Problem requirements —
Take the entries below and retype them exactly.
(Material for this task)
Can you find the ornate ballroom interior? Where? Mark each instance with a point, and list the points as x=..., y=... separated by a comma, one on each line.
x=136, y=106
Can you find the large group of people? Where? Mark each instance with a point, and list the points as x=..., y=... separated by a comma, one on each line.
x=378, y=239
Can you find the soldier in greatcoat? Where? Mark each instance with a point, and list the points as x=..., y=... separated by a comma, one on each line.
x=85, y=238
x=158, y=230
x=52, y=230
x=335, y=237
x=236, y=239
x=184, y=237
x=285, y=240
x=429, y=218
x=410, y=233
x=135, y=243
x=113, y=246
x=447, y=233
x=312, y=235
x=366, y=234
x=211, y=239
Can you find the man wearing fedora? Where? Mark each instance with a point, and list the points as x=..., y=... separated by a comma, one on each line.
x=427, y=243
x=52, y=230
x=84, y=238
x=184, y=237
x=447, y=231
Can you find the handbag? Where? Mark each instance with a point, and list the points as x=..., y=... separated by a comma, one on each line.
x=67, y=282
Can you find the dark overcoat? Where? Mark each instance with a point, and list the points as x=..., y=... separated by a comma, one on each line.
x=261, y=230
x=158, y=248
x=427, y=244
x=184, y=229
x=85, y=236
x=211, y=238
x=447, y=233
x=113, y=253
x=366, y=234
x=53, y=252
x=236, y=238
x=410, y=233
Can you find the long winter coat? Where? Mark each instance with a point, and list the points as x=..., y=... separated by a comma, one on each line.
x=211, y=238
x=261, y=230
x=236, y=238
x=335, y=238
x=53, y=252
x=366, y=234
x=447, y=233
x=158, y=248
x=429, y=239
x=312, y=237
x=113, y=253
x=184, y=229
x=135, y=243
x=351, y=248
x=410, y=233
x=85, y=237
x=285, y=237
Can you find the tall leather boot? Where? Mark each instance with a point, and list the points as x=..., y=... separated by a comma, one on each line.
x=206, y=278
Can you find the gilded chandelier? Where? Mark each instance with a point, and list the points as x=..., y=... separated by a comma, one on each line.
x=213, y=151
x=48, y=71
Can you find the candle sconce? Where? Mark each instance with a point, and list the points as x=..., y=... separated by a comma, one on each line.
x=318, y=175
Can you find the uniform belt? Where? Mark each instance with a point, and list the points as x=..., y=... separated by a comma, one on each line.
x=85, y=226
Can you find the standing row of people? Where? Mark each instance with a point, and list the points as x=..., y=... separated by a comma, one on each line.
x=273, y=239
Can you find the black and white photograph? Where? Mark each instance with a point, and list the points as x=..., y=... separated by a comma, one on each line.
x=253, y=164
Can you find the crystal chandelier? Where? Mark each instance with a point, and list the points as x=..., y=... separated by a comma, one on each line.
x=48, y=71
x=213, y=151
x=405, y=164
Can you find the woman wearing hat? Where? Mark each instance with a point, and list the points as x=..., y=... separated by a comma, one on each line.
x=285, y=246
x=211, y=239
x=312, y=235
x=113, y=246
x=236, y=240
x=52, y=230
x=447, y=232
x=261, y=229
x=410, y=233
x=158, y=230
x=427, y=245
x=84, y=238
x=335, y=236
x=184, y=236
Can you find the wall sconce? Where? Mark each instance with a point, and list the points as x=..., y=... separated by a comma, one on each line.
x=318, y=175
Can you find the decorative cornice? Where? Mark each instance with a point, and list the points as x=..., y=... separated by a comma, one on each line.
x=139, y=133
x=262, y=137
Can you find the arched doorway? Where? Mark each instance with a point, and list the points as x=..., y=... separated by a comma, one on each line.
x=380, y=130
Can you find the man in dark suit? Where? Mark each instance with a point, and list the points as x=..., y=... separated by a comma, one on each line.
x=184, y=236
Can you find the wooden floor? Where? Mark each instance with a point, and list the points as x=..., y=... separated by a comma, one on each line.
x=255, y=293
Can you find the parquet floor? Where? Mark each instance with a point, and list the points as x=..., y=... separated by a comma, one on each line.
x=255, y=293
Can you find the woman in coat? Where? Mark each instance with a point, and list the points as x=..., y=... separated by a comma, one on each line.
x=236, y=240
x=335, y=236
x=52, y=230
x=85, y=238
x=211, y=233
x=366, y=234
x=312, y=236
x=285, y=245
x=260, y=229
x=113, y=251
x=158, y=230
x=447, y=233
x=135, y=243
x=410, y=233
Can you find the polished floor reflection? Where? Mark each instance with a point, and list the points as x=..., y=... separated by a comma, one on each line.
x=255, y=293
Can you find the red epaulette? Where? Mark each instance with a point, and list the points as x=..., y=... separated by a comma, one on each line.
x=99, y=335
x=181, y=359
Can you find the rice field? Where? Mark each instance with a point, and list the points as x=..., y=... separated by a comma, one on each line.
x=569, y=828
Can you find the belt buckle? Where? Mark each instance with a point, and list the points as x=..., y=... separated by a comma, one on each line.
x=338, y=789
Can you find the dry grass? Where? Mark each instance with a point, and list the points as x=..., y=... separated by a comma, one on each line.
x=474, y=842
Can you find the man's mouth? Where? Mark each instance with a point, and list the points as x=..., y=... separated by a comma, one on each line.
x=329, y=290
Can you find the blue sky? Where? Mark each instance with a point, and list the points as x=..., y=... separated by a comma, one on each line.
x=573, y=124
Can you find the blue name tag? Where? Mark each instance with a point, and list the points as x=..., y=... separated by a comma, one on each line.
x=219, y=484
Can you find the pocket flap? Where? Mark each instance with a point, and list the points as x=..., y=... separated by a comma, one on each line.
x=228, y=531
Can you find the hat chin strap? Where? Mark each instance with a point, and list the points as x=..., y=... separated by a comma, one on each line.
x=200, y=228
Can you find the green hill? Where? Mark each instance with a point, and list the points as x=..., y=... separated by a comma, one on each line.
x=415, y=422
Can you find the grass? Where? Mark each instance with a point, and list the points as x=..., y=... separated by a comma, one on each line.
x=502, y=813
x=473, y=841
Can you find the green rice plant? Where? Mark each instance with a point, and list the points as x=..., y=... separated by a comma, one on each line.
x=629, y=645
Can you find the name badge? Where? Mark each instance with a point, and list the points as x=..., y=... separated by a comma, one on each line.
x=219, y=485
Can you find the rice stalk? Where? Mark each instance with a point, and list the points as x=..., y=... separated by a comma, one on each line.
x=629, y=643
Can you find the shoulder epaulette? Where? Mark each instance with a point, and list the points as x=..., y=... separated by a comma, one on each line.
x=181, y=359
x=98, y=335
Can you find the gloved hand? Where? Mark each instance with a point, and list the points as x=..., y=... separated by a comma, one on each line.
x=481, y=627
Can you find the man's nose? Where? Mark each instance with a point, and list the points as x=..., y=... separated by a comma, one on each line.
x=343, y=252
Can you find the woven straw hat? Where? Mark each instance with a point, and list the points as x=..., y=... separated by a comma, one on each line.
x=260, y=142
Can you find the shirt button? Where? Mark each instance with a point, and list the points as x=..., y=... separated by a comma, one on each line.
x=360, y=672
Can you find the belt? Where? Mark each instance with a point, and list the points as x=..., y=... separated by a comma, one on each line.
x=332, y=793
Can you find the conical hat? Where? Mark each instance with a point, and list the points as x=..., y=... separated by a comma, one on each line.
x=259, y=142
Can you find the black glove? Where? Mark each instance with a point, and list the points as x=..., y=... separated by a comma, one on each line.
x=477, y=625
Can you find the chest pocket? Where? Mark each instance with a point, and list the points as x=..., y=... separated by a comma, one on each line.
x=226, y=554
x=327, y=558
(End Material for this task)
Solution for this exercise —
Can you find the ornate ballroom interior? Where? Mark each instance with a point, and list the points as x=..., y=... separated by a comma, one on each line.
x=136, y=106
Can you find the large group of people? Where? Mark each instance with a point, and list the points as x=..., y=... separated by a comma, one on each line.
x=378, y=239
Can you find the soldier in greatcoat? Where? Mark each instance with a point, and list the points as x=..., y=... separated by a comma, one on each line.
x=85, y=238
x=158, y=230
x=52, y=230
x=335, y=237
x=236, y=239
x=184, y=237
x=285, y=240
x=429, y=218
x=410, y=233
x=135, y=243
x=113, y=246
x=447, y=233
x=312, y=235
x=366, y=234
x=211, y=239
Can you find the man wearing fedora? Where? Mark each instance with a point, and list the points as x=..., y=... separated by a comma, one on each line.
x=427, y=243
x=52, y=230
x=84, y=238
x=184, y=237
x=447, y=231
Can you find the handbag? Where? Mark each instance with a point, and list the points as x=..., y=... separated by a comma, one on each line.
x=67, y=282
Can you find the dark overcoat? Where? Mark each instance with a point, and list the points as x=..., y=... separated by a comma, one on each line.
x=261, y=230
x=158, y=248
x=427, y=244
x=184, y=229
x=85, y=236
x=211, y=238
x=447, y=233
x=113, y=253
x=366, y=234
x=53, y=252
x=236, y=238
x=410, y=233
Can you find the long winter coat? Where? Mark each instance with a point, and list the points as x=..., y=... separated by a comma, one on each line.
x=211, y=238
x=261, y=230
x=236, y=238
x=335, y=238
x=53, y=252
x=366, y=234
x=447, y=233
x=158, y=248
x=429, y=239
x=312, y=237
x=113, y=253
x=184, y=229
x=135, y=243
x=351, y=248
x=410, y=233
x=85, y=237
x=285, y=237
Can you find the tall leather boot? Where? Mark each instance with a point, and list the points as x=..., y=... separated by a comma, one on each line.
x=206, y=278
Can you find the gilded chandelier? Where? Mark each instance with a point, and list the points as x=..., y=... separated by a comma, one on each line.
x=213, y=151
x=48, y=71
Can you find the candle sconce? Where? Mark each instance with a point, and list the points as x=..., y=... separated by a comma, one on each line.
x=318, y=175
Can you find the uniform belt? Where? Mark each instance with a point, and list the points as x=..., y=... separated by a comma, one on each line.
x=85, y=226
Can you find the standing row of people? Where? Mark each instance with a point, and list the points as x=..., y=... separated by a comma, one on each line.
x=273, y=239
Can you find the black and white photograph? Where? Mark each instance with a point, and list the points as x=..., y=... separated by a comma, one on each line.
x=253, y=164
Can you find the crystal chandelier? Where? Mark each instance with a point, and list the points as x=..., y=... separated by a comma, one on each line.
x=48, y=71
x=213, y=151
x=405, y=164
Can you find the woman wearing hat? Where? Mark each instance with a point, and list the points as x=..., y=... separated by a comma, one on each line.
x=285, y=246
x=211, y=239
x=312, y=235
x=113, y=246
x=236, y=240
x=52, y=230
x=447, y=232
x=261, y=229
x=410, y=233
x=158, y=230
x=427, y=245
x=84, y=238
x=335, y=236
x=184, y=236
Can you find the wall sconce? Where? Mark each instance with a point, and list the points as x=..., y=... separated by a comma, one on each line.
x=318, y=175
Can you find the decorative cornice? Where? Mark each instance with a point, and list the points as x=..., y=... separated by a comma, one on each line.
x=139, y=133
x=262, y=137
Can you find the arched doorway? Where? Mark each instance with a point, and list the points as x=..., y=... separated by a comma, one on each line.
x=380, y=130
Can you find the man in dark suit? Where? Mark each instance with a point, and list the points as x=..., y=... separated by a comma, one on each line.
x=184, y=236
Can you find the wooden floor? Where? Mark each instance with a point, and list the points as x=..., y=... separated by a comma, one on each line.
x=255, y=293
Can you find the parquet floor? Where? Mark each instance with a point, and list the points as x=..., y=... separated by a comma, one on each line.
x=255, y=293
Can you find the woman in coat? Where? Mark each instance with a point, and list the points as x=..., y=... separated by a comma, one on each line.
x=236, y=240
x=335, y=236
x=52, y=230
x=85, y=238
x=211, y=233
x=366, y=234
x=312, y=236
x=285, y=245
x=260, y=229
x=113, y=251
x=158, y=230
x=447, y=233
x=135, y=243
x=410, y=233
Can you find the polished floor reflection? Where? Mark each instance with a point, and list the points as x=..., y=... separated by a comma, one on each line.
x=255, y=293
Can you find the red epaulette? Where? Mark each instance with a point, and list the points as x=..., y=... separated by a comma, one on each line.
x=99, y=335
x=181, y=359
Can you find the rice field? Where? Mark each instance with a point, and list the points as x=..., y=... separated by a comma, one on each line.
x=569, y=828
Can you find the belt buckle? Where? Mark each instance with a point, and list the points as x=..., y=... separated by a comma, one on each line.
x=338, y=789
Can you find the dry grass? Where? Mark each instance with a point, and list the points as x=..., y=... separated by a comma, one on each line.
x=474, y=842
Can you find the man's mouth? Where? Mark each instance with a point, and list the points as x=..., y=... separated by a comma, one on each line.
x=329, y=290
Can you find the blue sky? Where? Mark each instance with a point, and list the points as x=..., y=... separated by a comma, one on each line.
x=573, y=124
Can you find the blue name tag? Where? Mark each instance with a point, and list the points as x=..., y=... separated by a comma, one on each line.
x=219, y=484
Can you find the pocket flap? Where? Mark each instance with a point, and list the points as x=..., y=... separated by a comma, one on each line.
x=228, y=531
Can you find the hat chin strap? Where? Mark each instance with a point, and list the points as x=..., y=... separated by a comma, one on each line.
x=200, y=228
Can you find the green hill? Where? Mark each instance with a point, and list the points as x=..., y=... separated by a comma, one on each line.
x=415, y=422
Can you find the grass? Where? Mark each instance with a point, and list the points as x=..., y=... separated by a comma, one on each line.
x=502, y=813
x=473, y=841
Can you find the green rice plant? Where? Mark each instance with a point, and list the points as x=..., y=... separated by a comma, one on each line.
x=629, y=645
Can you find the name badge? Where? Mark each instance with a point, and list the points as x=..., y=... separated by a comma, one on each line.
x=219, y=485
Can you find the rice stalk? Where? Mark each instance with a point, and list the points as x=..., y=... separated by a comma, one on each line.
x=629, y=643
Can you find the shoulder epaulette? Where? Mark each instance with a point, and list the points as x=..., y=... separated by a comma, one on each line.
x=181, y=359
x=98, y=335
Can you find the gloved hand? Where? Mark each instance with a point, and list the points as x=..., y=... separated by a comma, one on each line.
x=481, y=627
Can you find the man's nose? Where? Mark each instance with a point, and list the points as x=..., y=... separated by a comma, one on each line.
x=343, y=252
Can you find the woven straw hat? Where? Mark each instance with a point, and list the points as x=..., y=... separated by a comma, one on each line.
x=260, y=142
Can you find the shirt button? Where? Mark each instance with a point, and list the points as x=..., y=... separated by a comma, one on each line.
x=360, y=672
Can you find the belt? Where? Mark each instance with a point, and list the points as x=..., y=... separated by a comma, one on each line.
x=332, y=793
Can you find the conical hat? Where? Mark each instance with a point, and list the points as x=..., y=... separated by a comma, one on each line.
x=259, y=142
Can you find the black glove? Where? Mark each instance with a point, and list the points as x=..., y=... separated by a comma, one on each line.
x=477, y=625
Can you find the chest pocket? Where? Mark each instance with a point, and list the points as x=..., y=... separated by a comma, one on each line.
x=226, y=554
x=327, y=558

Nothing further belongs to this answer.